**Problem**
Find every line in the items below that contains the word "white" and copy each of those lines.

-- Start Source data --

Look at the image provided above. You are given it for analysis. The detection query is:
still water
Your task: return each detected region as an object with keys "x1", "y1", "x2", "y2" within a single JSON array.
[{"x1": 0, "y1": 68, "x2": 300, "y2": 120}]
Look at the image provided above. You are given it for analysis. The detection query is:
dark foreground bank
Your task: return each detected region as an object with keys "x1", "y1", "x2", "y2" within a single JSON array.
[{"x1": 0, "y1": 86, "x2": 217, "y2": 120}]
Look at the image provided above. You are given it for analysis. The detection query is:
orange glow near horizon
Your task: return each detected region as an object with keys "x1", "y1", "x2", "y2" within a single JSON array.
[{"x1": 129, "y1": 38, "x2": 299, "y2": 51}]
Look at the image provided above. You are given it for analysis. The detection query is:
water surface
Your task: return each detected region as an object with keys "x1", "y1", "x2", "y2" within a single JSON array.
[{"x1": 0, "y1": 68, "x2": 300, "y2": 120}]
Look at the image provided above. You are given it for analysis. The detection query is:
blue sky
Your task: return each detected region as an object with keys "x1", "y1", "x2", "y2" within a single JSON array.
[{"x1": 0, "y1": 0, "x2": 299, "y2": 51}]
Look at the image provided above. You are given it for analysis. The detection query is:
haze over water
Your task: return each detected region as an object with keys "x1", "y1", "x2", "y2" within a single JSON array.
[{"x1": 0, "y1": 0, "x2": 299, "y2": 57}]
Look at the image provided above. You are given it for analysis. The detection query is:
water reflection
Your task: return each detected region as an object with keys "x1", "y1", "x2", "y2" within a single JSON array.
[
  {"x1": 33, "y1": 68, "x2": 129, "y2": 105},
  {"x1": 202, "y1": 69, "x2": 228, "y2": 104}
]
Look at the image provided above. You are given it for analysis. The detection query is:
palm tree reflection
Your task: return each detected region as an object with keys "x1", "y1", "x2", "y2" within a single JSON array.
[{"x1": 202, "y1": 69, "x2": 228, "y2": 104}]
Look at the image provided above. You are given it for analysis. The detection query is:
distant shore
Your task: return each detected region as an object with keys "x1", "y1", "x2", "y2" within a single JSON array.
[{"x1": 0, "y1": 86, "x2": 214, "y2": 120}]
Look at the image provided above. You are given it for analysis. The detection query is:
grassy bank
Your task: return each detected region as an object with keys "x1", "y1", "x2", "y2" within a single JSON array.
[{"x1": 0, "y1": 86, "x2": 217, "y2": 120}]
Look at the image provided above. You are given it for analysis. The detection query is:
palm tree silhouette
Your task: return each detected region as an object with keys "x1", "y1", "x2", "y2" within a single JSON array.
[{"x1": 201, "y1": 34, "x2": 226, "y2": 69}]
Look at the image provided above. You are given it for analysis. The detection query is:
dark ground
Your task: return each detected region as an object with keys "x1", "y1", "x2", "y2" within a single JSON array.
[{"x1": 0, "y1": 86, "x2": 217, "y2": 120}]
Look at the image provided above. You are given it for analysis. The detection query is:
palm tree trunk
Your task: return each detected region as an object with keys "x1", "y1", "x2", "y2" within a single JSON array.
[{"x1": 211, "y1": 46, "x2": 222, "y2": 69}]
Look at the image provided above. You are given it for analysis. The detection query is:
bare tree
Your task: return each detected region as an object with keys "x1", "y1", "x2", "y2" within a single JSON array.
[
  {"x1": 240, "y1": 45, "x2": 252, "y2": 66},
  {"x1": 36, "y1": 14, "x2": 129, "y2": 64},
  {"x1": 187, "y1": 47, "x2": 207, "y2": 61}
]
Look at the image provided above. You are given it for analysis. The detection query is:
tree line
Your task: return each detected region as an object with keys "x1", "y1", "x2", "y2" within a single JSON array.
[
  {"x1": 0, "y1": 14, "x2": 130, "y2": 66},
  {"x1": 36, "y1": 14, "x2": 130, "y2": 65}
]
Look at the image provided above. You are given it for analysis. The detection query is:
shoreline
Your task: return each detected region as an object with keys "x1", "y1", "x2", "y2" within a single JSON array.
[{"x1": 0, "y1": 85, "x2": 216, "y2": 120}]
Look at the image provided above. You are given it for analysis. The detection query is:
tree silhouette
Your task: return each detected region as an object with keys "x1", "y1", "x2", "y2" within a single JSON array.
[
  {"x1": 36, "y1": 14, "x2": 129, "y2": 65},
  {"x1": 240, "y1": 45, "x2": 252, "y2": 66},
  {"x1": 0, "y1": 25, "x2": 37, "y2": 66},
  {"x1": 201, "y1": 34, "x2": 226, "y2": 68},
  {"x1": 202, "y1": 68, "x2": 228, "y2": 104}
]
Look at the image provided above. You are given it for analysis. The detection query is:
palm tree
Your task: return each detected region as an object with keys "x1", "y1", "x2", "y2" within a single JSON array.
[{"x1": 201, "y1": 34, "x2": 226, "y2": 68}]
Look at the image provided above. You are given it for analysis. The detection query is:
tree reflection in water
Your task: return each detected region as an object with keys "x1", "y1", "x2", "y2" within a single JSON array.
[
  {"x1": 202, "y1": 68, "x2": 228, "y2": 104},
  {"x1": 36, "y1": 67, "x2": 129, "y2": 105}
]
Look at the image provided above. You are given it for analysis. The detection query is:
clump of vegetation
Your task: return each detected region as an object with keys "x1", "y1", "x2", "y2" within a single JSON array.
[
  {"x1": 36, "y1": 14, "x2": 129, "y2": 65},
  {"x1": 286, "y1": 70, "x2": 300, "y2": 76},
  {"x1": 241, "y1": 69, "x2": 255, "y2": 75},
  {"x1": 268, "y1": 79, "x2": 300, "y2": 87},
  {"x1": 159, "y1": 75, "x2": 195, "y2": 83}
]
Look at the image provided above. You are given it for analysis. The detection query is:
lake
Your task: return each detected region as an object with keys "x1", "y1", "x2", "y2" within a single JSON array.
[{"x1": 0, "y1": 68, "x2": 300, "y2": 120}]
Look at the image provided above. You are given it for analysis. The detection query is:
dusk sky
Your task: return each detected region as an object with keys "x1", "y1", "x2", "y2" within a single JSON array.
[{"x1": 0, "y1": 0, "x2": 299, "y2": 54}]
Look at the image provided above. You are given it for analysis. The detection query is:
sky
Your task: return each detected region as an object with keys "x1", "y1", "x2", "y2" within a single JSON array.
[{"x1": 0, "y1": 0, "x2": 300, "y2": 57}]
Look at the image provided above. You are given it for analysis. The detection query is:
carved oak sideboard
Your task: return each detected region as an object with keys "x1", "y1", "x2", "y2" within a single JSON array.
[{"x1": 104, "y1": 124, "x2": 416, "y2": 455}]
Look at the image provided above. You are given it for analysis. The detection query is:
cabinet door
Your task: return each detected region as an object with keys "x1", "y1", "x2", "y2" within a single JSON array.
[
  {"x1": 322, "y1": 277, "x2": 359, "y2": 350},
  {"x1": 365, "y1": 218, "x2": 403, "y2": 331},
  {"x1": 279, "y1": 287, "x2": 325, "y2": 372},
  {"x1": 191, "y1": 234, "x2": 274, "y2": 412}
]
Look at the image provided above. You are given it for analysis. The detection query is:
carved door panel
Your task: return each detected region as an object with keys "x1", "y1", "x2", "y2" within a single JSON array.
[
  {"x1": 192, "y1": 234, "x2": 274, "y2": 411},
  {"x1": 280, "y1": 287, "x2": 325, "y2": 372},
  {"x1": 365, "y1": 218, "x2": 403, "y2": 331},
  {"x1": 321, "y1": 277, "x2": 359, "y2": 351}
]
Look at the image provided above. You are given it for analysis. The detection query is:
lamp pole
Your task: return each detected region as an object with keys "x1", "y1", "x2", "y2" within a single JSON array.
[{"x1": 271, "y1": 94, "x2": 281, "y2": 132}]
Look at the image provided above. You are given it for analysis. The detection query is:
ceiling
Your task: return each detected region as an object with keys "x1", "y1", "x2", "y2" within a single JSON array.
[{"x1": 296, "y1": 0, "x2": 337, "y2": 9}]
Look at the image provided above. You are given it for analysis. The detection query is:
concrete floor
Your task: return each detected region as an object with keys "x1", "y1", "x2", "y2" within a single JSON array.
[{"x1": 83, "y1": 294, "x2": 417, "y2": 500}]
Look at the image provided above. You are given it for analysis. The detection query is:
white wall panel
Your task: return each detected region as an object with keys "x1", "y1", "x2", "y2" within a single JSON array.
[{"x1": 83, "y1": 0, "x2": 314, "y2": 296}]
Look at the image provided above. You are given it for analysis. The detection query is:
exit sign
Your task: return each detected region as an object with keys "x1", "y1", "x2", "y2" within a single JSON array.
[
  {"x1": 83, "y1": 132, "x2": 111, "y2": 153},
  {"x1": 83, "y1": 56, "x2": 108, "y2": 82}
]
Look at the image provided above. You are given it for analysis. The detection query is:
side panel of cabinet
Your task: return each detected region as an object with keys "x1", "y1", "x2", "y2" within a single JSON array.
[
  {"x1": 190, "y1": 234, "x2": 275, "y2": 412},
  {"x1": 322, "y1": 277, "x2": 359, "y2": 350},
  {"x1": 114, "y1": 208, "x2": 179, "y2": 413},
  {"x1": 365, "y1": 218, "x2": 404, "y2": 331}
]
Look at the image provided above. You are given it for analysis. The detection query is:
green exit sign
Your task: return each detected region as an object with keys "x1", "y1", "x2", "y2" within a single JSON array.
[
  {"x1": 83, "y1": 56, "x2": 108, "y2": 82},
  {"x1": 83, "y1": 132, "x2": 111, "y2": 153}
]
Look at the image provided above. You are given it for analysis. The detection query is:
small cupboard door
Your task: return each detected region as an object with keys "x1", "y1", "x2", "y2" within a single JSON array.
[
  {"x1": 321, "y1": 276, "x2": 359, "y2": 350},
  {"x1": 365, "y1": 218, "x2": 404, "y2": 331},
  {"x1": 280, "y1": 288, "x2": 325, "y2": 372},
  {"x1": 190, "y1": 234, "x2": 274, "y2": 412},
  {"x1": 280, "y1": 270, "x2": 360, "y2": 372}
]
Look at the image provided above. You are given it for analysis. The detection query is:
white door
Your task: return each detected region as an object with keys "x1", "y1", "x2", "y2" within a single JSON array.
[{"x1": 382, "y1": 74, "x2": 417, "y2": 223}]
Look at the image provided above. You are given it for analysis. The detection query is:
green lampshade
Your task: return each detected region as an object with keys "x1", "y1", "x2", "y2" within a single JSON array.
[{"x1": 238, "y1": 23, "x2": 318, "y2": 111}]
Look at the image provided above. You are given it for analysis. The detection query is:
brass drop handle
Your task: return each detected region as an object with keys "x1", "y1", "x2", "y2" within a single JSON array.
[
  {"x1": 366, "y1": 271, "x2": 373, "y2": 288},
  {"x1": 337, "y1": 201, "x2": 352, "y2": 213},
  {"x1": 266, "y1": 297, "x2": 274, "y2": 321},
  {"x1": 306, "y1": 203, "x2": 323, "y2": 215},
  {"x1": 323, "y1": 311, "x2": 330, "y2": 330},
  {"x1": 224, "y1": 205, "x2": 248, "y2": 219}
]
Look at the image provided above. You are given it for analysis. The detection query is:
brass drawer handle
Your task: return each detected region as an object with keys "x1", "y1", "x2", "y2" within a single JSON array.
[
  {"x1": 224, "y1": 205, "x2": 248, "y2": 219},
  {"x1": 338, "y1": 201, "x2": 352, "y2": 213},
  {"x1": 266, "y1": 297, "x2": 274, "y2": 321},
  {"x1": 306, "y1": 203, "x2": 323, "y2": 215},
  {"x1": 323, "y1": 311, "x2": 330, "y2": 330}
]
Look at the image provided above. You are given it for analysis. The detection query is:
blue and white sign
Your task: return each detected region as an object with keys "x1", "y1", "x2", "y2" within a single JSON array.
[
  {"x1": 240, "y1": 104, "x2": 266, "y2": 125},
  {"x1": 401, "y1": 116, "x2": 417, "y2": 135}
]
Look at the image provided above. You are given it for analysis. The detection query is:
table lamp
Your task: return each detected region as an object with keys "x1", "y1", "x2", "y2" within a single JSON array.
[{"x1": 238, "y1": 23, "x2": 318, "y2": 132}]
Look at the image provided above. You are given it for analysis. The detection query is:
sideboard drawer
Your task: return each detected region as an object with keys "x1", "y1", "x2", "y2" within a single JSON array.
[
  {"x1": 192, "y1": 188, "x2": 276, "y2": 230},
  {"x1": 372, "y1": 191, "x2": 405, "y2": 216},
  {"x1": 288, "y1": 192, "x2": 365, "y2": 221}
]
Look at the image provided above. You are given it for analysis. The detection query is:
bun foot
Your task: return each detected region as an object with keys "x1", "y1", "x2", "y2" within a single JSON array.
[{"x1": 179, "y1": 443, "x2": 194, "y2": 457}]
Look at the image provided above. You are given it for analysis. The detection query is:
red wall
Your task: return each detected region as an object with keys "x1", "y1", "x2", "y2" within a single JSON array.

-- End Source data --

**Solution to the problem**
white wall panel
white door
blue and white sign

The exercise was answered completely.